QUOTED PASSAGE Block Start
Houston News & Search
Photo: Scott Kingsley
Joy Rizzi’s voice quivered as she approached the pile of rubble, tossed like flotsam along the banks of the San Jacinto River.
She girded herself.
It had been four days since Rizzi was evacuated from the Riverview at Forest Cove complex in the Kingwood area. Four days since she had last visited the townhome that has been her sanctuary for nearly 20 years.
Hurricane Harvey had bulldozed through the Houston suburb, flooding dozens of neighborhoods, turning roadways into roiling rivers, displacing hundreds of families, ravaging schools.
Holed up at her daughter’s place 6 miles north in Porter, Rizzi had watched the disaster unfold on her smartphone. Through social media posts, river and lake reports, messages from friends, photos snatched from news reports.
Over the course of 108 hours, the updates grew increasingly grim.
Then, around 8 o’clock Friday morning, a niece sent Rizzi a screenshot plucked from a CNN broadcast. It showed two buckling and damaged beige townhomes. Next to them, a heap of mangled wood and warped metal.
“Aunt Joy,” she asked. “Is this your house?”
QUOTED PASSAGE Block End
STORED DATA Block Start
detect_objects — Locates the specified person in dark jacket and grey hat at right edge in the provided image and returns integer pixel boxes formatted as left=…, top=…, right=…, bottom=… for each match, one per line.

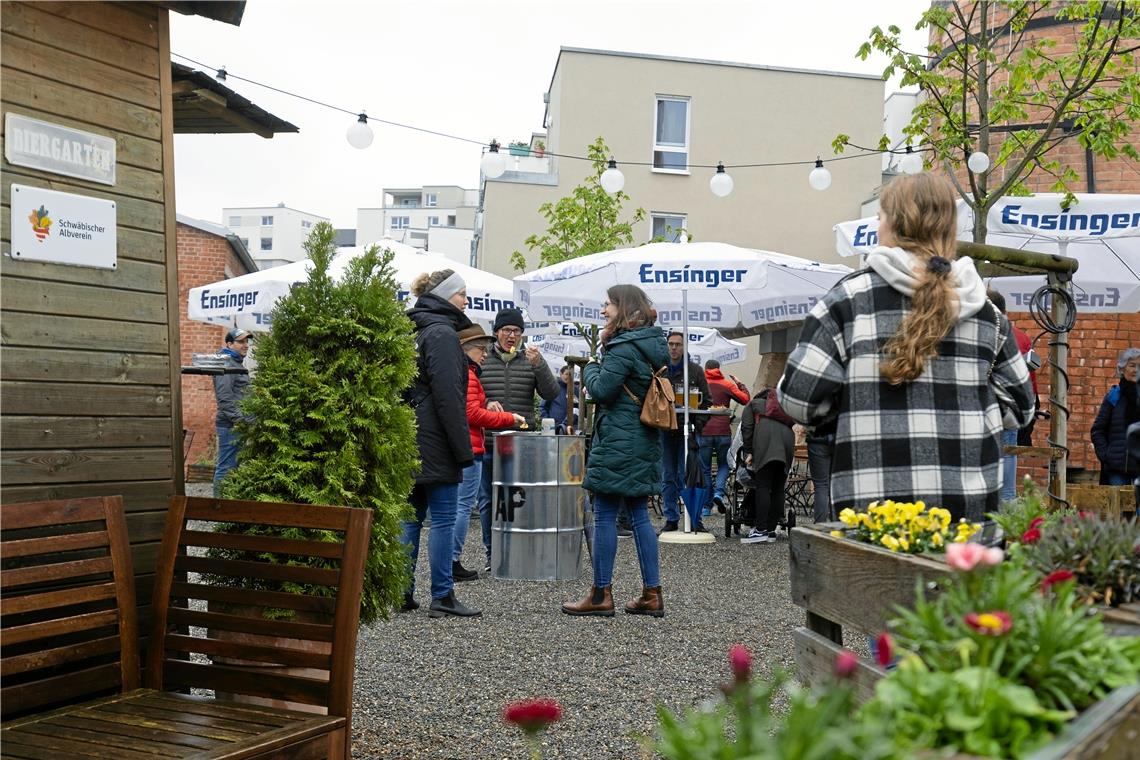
STORED DATA Block End
#### TASK REQUIREMENTS:
[1] Transcribe the part of the Hurricane Harvey article that opens with the words containing "It had been" and closes with "grew increasingly grim.".
[2] Answer these questions about the Hurricane Harvey article:
(a) For about how long has the townhome been Rizzi's sanctuary?
(b) Where is her daughter's place?
(c) Who sent Rizzi the screenshot, and from what broadcast was it taken?
The listing has nothing to do with the Hurricane Harvey article.

#### TASK-BY-TASK RESULTS:
[1]
It had been four days since Rizzi was evacuated from the Riverview at Forest Cove complex in the Kingwood area. Four days since she had last visited the townhome that has been her sanctuary for nearly 20 years.
Hurricane Harvey had bulldozed through the Houston suburb, flooding dozens of neighborhoods, turning roadways into roiling rivers, displacing hundreds of families, ravaging schools.
Holed up at her daughter’s place 6 miles north in Porter, Rizzi had watched the disaster unfold on her smartphone. Through social media posts, river and lake reports, messages from friends, photos snatched from news reports.
Over the course of 108 hours, the updates grew increasingly grim.

[2]
(a) Nearly 20 years.
(b) In Porter, 6 miles north.
(c) A niece sent it, taken from a CNN broadcast.